• _DOCUMENT PASSAGE_:
------------------------------------

4.9. INTERIM AND CONSERVATORY MEASURES
Article 42
The existence of an arbitration agreement stipulating the
jurisdiction of the Arbitration does not affect the right of the
parties to apply to the competent court of law for interim or
conservatory measures. The party shall notify the Secretariat of
the Arbitration without delay of any such application and of the
interim and conservatory measures taken by the judicial authority
in pursuance thereof.
4.10. DURATION OF THE PROCEEDINGS
Article 43
1. As a rule, arbitral proceedings shall be completed
within a year from the date of establishment of the Arbitral
tribunal or appointment of the sole arbitrator, i.e. from the date
of payment of a sum to cover the costs of arbitration.
2. Exceptionally from the provision stated in the
preceding paragraph, the Arbitral tribunal or the sole arbitrator
may decide that the arbitral proceedings be extended after the
expiration of the above time-limit if the needs of obtaining
evidence make this necessary or if the parties make such a
request.
4.11. APPLICATION OF THE CODE OF CIVIL
PROCEDURE
Article 44
The provisions of these Rules shall apply to the
proceedings before the Arbitration. If the Rules do not contain a
relevant provision, the provisions of the Code of Civil Procedure
shall apply if they are in conformity with the competencies and
principles of the arbitral proceedings.
4.12. APPLICATION OF OTHER RULES
Article 45
1. The parties may stipulate that the Rules of Arbitration
of the United Nations Commission on International Trade Law
(UNCITRAL) be applied to the proceedings before the
Arbitration.
2. If the Rules of the Arbitration of the United Nations
Commission on International Trade Law (UNCITRAL) do not contain
relevant provisions, the provisions of these Rules shall
apply.
5. THE AWARD
5.1. APPLICABLE LAW
Article 46
1. The Arbitral tribunal or the sole arbitrator shall
apply the law stipulated by the parties as the substantive law
applicable to their contractual relationship.

------------------------------------

• _MATERIAL PROVIDED_:
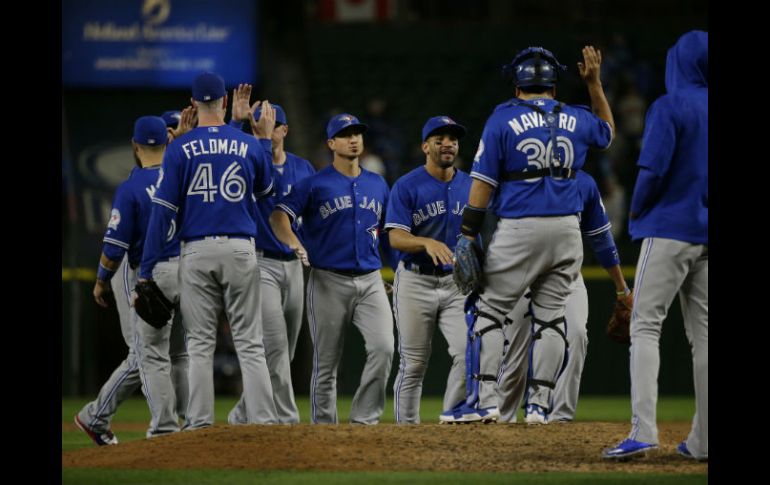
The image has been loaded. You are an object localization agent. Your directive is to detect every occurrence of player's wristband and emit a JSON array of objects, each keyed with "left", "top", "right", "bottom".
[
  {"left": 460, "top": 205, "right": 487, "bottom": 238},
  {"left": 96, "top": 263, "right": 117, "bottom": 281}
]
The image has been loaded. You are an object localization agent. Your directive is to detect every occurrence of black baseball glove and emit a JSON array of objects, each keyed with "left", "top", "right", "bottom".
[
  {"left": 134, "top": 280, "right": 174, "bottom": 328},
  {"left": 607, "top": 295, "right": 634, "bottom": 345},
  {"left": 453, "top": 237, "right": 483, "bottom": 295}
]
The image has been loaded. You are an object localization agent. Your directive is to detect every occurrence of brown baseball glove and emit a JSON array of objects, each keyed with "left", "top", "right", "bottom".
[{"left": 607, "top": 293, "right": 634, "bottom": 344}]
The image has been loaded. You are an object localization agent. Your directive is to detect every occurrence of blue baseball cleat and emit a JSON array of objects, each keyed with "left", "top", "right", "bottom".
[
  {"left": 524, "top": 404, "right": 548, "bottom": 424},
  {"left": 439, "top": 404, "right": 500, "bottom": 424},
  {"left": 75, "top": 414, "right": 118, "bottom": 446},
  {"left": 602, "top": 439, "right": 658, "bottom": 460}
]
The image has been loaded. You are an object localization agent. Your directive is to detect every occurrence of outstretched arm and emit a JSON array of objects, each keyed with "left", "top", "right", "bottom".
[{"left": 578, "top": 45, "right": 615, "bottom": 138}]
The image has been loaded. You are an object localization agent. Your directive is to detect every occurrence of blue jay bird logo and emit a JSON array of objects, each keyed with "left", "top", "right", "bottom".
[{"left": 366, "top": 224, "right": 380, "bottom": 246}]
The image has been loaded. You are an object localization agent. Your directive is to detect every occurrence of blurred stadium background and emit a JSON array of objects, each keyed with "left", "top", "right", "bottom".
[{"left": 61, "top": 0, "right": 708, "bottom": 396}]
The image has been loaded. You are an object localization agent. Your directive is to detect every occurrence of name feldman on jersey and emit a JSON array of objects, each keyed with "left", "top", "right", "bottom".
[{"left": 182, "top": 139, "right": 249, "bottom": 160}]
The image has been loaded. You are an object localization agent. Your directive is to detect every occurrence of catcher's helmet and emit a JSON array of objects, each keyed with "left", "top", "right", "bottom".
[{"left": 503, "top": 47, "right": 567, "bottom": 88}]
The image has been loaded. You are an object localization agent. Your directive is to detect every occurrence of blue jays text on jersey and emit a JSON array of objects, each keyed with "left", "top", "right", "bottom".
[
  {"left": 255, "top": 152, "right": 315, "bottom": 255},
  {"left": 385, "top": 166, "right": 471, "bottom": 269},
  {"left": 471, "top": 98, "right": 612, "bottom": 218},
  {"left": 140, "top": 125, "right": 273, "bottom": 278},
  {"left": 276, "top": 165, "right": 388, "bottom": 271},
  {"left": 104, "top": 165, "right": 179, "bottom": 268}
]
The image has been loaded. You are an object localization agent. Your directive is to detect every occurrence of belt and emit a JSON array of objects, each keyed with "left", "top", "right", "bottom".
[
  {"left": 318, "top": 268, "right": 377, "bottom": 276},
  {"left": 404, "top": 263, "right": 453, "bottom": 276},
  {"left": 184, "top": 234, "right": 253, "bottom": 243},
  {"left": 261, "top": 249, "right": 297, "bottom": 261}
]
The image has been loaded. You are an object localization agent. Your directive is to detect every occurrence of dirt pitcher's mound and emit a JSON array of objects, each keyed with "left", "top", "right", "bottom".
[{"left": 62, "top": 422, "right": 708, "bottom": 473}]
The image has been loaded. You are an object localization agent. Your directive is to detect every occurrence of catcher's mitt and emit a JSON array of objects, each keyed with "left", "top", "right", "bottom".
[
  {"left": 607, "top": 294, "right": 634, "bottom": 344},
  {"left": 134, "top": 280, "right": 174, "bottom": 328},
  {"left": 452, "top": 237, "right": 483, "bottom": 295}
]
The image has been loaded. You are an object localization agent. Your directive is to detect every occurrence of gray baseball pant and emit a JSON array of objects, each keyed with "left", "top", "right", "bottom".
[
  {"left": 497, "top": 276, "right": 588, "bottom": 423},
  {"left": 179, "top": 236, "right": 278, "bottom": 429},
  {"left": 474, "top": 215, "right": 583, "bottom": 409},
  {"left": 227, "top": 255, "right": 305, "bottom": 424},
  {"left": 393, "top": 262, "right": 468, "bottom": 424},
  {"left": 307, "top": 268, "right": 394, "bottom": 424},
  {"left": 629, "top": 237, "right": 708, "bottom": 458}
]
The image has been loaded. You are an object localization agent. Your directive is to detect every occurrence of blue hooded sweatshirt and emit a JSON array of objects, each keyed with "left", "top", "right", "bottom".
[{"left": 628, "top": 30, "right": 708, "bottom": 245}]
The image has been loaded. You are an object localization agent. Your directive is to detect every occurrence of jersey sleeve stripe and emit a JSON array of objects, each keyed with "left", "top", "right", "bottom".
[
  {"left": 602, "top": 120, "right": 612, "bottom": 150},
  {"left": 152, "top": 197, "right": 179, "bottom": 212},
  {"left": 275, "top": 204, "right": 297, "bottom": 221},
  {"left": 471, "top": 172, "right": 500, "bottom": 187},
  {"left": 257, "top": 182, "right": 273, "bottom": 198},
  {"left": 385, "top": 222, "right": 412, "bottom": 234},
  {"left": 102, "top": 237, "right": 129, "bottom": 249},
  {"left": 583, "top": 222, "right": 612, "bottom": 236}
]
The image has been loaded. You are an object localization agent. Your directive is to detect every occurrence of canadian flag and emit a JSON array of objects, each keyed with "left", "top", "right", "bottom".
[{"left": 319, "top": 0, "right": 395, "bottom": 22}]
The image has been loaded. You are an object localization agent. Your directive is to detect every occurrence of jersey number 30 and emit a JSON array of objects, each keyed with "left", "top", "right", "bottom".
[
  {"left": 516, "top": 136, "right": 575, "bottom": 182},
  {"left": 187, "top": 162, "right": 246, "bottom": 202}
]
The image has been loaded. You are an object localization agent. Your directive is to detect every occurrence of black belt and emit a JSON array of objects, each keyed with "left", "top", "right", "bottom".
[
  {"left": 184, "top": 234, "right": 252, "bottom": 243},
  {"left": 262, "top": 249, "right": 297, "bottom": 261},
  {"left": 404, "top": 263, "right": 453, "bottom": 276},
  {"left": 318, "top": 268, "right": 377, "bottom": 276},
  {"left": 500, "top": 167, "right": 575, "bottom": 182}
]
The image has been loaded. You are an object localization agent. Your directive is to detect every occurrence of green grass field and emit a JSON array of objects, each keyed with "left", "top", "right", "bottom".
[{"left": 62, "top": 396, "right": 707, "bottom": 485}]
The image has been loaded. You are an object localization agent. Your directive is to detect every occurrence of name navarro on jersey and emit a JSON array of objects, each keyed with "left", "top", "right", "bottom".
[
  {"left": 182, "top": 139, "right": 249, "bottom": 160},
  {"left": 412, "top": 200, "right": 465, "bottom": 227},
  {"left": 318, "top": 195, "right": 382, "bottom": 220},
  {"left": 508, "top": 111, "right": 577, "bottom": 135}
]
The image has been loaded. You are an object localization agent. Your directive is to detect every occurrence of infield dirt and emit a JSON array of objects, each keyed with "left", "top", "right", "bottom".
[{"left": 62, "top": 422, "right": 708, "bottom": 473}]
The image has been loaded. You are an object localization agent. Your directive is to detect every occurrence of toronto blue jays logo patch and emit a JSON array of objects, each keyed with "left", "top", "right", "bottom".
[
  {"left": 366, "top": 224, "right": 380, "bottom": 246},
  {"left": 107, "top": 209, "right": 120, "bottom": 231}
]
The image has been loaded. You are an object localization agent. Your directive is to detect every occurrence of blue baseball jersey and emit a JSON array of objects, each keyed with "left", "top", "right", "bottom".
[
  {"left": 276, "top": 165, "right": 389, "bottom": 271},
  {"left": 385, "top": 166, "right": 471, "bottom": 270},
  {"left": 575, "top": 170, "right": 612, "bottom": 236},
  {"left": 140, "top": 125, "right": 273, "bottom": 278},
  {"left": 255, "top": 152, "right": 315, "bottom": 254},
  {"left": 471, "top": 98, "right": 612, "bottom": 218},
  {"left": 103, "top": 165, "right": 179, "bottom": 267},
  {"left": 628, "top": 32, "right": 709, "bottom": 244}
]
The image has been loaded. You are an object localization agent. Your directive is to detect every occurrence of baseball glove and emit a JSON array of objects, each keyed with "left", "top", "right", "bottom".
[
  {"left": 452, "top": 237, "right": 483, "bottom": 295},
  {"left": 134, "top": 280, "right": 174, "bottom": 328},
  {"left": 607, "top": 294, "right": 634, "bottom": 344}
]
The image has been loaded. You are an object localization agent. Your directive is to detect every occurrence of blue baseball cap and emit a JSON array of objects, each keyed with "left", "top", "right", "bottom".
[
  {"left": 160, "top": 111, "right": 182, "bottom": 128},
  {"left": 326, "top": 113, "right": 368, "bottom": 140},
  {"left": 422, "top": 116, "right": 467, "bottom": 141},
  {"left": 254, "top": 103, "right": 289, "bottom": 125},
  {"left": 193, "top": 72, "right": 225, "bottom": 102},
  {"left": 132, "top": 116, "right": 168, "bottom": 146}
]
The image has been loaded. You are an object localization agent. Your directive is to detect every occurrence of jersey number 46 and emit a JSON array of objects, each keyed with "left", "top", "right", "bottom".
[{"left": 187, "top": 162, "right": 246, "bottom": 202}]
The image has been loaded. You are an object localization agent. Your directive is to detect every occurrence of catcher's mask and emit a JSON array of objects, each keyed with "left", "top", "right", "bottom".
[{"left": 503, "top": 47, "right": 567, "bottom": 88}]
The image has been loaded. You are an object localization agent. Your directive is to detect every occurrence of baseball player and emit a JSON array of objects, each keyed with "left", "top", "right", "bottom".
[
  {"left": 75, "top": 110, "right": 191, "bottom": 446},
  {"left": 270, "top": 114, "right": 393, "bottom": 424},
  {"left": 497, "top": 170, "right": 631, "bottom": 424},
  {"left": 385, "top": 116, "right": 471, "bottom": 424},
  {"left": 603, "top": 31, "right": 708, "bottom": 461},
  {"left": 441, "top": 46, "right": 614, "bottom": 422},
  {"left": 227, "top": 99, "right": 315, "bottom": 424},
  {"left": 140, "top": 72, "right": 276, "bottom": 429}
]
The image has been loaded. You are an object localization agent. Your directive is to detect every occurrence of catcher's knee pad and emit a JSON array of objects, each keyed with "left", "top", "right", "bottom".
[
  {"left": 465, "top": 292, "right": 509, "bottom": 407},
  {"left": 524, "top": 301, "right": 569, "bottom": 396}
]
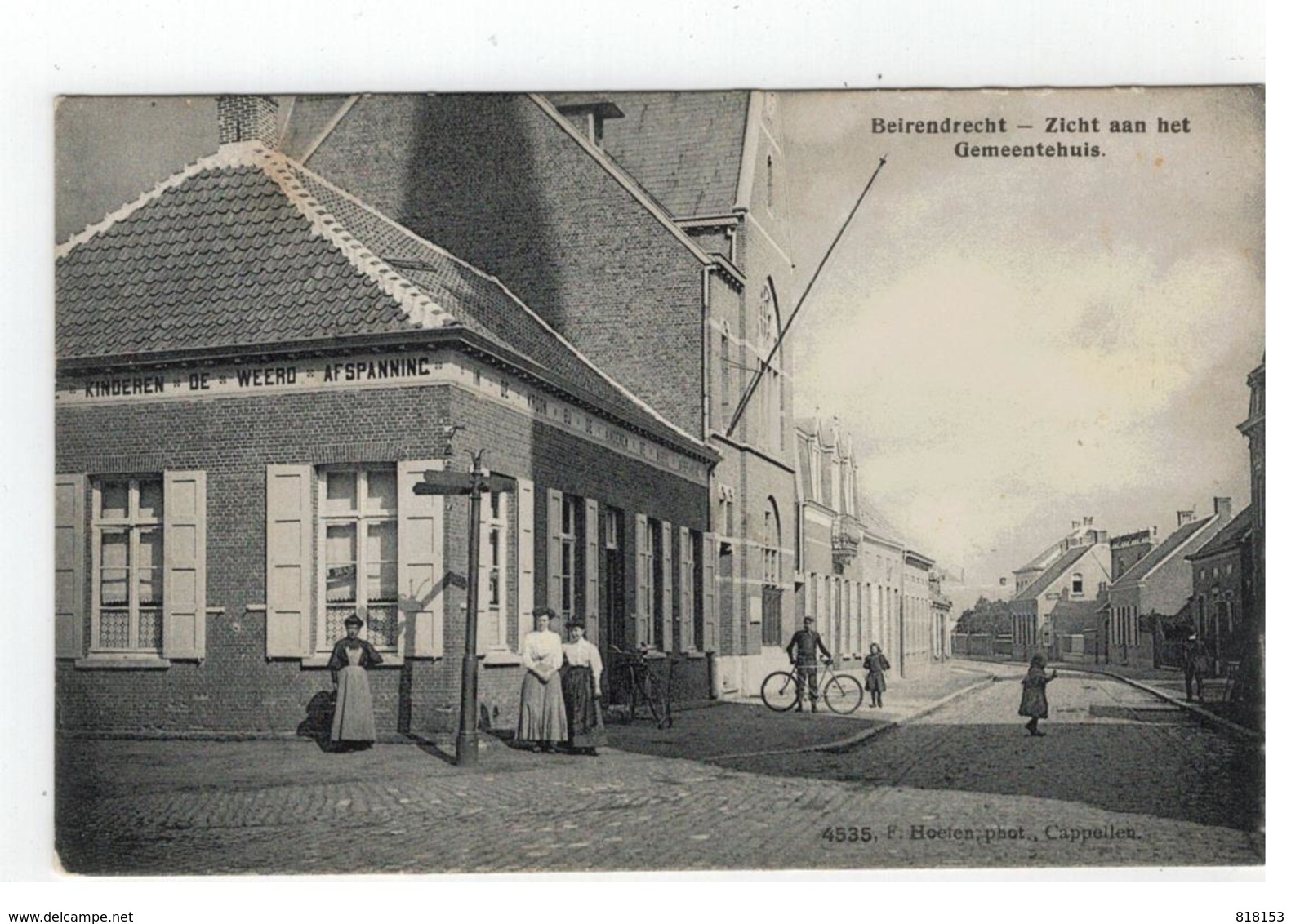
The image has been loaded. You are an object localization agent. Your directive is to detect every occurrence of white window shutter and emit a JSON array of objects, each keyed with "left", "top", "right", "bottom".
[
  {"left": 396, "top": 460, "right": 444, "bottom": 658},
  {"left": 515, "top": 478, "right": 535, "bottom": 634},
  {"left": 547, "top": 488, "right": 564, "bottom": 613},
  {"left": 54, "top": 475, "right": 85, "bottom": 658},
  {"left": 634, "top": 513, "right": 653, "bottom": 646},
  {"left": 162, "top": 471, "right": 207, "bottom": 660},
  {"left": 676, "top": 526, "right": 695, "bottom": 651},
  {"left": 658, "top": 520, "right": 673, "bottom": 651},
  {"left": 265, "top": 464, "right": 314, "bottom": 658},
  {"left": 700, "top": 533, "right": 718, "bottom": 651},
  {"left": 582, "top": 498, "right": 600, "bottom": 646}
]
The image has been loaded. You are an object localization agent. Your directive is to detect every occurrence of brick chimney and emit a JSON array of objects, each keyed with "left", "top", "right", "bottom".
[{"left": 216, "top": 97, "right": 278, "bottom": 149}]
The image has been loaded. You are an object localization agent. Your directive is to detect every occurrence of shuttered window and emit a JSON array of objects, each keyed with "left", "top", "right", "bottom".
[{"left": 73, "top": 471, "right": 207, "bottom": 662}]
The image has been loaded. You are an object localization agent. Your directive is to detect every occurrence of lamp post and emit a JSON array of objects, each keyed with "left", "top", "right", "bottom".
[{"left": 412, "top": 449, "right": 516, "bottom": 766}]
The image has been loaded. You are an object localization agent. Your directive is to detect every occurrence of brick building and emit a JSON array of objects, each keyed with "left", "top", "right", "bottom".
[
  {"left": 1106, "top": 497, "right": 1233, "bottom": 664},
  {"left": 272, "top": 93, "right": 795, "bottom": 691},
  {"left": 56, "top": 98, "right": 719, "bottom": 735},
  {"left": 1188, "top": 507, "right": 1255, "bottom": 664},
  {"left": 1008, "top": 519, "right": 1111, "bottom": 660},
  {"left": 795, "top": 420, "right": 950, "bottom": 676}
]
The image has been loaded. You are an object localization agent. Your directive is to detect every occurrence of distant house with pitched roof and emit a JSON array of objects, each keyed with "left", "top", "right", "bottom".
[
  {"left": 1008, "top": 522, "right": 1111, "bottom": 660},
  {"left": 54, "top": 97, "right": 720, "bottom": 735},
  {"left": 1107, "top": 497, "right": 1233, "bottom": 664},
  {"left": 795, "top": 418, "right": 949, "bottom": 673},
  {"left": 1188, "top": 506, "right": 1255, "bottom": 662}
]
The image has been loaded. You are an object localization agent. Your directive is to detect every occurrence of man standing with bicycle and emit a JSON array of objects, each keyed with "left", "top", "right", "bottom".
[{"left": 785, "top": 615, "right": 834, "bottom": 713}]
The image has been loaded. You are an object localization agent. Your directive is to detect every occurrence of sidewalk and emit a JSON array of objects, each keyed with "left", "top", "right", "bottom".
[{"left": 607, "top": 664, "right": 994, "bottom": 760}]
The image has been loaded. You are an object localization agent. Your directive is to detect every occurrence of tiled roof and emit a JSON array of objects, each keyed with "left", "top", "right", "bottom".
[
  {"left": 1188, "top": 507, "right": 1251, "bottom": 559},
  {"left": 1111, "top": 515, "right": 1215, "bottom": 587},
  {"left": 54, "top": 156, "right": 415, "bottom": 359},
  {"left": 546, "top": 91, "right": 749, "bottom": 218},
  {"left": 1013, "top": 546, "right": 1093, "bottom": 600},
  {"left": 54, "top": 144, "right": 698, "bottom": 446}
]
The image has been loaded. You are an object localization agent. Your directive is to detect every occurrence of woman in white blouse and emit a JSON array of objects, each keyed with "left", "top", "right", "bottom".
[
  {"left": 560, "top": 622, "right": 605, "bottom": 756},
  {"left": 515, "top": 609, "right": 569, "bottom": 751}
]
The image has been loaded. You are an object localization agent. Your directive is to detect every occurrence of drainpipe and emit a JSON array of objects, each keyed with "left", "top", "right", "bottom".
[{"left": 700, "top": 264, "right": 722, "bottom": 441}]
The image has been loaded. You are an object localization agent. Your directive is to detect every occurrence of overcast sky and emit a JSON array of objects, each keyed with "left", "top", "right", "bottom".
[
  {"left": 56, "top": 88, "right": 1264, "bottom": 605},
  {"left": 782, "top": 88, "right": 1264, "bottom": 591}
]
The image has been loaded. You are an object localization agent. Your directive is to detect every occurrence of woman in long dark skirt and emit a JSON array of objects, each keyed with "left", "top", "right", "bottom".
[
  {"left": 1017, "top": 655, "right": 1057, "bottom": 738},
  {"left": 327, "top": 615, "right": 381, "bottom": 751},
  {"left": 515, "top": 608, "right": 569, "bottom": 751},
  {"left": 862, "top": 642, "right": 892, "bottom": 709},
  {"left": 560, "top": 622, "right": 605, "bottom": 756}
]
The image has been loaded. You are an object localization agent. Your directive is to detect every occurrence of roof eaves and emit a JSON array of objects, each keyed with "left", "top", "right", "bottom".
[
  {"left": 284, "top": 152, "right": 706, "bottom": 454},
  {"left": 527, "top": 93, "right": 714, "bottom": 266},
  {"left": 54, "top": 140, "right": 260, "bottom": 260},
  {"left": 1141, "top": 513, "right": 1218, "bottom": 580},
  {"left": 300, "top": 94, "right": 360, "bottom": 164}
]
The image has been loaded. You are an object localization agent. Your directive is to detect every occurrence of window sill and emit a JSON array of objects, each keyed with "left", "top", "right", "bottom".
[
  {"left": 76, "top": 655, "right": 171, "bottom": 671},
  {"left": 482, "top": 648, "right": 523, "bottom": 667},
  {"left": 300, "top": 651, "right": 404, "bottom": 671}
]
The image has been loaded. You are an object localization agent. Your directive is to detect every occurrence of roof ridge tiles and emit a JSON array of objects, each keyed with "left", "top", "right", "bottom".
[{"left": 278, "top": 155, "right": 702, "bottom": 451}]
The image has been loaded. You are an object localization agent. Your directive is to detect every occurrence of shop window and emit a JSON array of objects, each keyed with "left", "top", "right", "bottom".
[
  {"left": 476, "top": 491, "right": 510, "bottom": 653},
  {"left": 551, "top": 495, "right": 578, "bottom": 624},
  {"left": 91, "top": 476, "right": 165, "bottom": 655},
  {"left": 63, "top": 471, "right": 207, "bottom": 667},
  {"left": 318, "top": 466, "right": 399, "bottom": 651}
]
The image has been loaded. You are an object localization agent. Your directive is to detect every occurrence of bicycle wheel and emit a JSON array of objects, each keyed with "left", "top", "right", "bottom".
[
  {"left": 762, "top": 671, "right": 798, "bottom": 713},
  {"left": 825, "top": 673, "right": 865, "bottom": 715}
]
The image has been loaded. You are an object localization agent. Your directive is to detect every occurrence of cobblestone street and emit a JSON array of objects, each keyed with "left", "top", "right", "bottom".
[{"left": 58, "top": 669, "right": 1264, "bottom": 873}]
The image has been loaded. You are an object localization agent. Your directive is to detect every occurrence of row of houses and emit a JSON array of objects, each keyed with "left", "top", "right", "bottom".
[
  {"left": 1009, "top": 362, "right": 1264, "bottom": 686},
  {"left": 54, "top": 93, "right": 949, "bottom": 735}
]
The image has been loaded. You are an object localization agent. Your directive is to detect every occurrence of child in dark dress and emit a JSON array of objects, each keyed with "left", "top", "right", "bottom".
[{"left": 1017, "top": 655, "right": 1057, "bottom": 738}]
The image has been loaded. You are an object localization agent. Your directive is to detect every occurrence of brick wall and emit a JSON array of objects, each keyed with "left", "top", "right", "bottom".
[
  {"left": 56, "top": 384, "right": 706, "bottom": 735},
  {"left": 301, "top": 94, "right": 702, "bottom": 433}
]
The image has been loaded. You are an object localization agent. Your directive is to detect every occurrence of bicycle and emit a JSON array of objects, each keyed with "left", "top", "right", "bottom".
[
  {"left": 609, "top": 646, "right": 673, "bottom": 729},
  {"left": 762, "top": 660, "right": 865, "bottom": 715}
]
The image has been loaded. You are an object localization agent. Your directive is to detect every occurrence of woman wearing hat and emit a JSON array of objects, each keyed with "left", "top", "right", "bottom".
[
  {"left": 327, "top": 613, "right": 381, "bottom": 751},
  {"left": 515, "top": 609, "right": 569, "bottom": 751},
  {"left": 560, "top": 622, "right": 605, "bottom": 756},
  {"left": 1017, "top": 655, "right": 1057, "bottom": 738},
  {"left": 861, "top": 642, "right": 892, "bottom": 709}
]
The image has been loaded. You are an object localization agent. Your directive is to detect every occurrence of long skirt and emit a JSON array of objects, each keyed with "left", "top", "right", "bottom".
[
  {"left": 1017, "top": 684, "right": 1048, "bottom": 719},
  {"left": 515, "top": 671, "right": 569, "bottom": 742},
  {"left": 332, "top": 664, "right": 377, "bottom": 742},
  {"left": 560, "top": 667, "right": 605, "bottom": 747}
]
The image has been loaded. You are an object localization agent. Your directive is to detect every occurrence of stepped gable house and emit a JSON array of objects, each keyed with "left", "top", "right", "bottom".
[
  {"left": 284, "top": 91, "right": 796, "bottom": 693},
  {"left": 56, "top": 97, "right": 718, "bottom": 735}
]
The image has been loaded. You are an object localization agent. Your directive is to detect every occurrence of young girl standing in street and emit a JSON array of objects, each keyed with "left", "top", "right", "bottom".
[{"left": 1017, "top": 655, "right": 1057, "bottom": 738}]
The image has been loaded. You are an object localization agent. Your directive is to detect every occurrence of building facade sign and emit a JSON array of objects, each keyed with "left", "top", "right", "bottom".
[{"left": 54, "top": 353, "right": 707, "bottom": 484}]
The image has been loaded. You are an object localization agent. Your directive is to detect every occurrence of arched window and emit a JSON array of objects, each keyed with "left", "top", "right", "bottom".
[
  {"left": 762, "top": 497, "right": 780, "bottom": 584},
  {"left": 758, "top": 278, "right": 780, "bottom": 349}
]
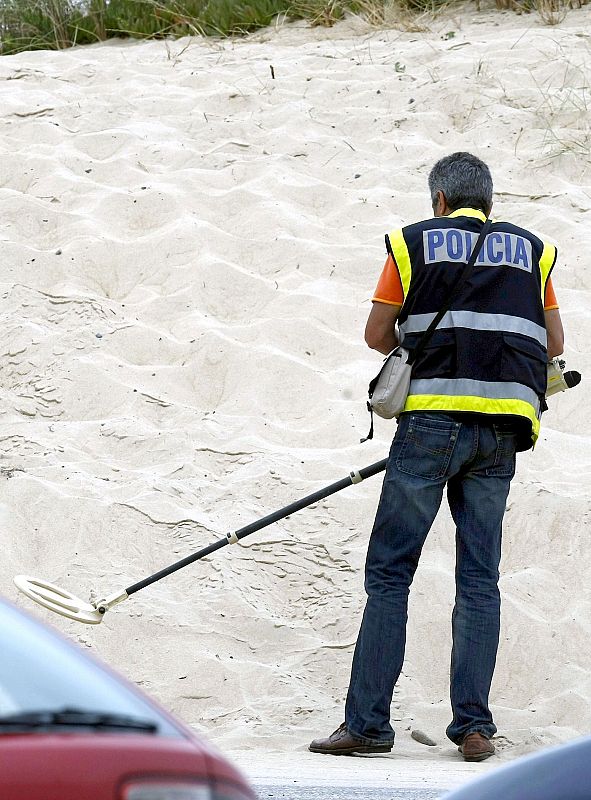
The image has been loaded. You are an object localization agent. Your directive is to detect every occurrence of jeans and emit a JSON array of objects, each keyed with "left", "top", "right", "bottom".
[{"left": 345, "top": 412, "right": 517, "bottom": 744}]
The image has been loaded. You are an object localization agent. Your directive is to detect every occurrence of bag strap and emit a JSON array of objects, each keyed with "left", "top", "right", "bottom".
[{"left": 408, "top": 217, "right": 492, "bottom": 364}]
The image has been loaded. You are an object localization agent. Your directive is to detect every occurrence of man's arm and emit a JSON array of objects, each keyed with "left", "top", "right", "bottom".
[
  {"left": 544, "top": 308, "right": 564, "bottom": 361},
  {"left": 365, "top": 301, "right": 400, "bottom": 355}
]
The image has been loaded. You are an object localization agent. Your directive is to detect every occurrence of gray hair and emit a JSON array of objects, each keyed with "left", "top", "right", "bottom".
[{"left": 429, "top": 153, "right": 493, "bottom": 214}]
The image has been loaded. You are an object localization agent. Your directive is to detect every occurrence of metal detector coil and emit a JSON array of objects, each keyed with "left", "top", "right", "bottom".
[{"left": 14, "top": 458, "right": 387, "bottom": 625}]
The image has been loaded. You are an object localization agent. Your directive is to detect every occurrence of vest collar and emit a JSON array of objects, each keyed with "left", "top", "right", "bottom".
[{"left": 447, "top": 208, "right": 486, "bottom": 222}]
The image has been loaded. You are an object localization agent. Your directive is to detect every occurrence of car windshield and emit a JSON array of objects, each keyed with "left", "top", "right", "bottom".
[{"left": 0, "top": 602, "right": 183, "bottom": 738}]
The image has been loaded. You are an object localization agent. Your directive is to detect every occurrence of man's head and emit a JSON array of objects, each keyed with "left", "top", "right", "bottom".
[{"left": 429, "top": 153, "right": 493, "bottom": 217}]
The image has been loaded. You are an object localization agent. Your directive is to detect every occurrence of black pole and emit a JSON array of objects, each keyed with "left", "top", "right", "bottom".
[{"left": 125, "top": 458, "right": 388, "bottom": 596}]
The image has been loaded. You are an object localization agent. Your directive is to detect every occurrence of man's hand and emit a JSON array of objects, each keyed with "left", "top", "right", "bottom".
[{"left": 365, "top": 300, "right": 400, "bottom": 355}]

------------------------------------

• _TASK OBJECTIVE_: Write what follows next in the arbitration rules above, picking up after the last sentence of Article 46, paragraph 1.

• _ANSWER BELOW_:
2. If the parties have failed to stipulate it, the
arbitral tribunal or the sole arbitrator shall apply the law
indicated by the conflict of laws rules that the Arbitral tribunal
or the sole arbitrator deem to be the most suitable to the case
involved.
3. The arbitral tribunal or the sole arbitrator shall in
all cases make the award in conformity with the provisions of the
contract, and shall take into account trade usages that may be
applicable to the transaction.
4. The award may be made exclusively ex aequo et
bono, only if the parties have given such authorization to the
arbitrators.
5.2. MAKING OF THE AWARD
Article 47
1. The arbitral tribunal or the sole arbitrator may make
an interim award or partial award in the course of the arbitral
proceedings. The final award is made after the arbitral proceedings
have been completed.
2. The award shall state the reasons in terms of the facts
and law and be worded in the manner that enables its enforcement in
the countries in which such enforcement may be
requested.
3. The award of the Arbitral tribunal shall be made by
unanimous or majority vote. The award shall be made at a private
session attended solely by arbitrators and the recording clerk.
When the vote is taken on the award, the chairman of the tribunal
shall be the last to vote. A record of deliberations and voting
shall be made and signed by all the arbitrators.
4. The final award shall be made within 60 days from the
date of the last hearing or of the date on which the last private
session of the Arbitral tribunal was held.
5.3. SETTLEMENT
Article 48
1. If the parties reach a settlement before the Arbitral
tribunal or the sole arbitrator, the settlement shall be recorded
in the form of an arbitral award that states no particular reasons
and the record shall be signed by the arbitrators and the
parties.
2. A settlement shall be deemed to have been reached by
the parties when they sign the record after having read
it.
3. A settlement reached shall have the force of an
arbitral award.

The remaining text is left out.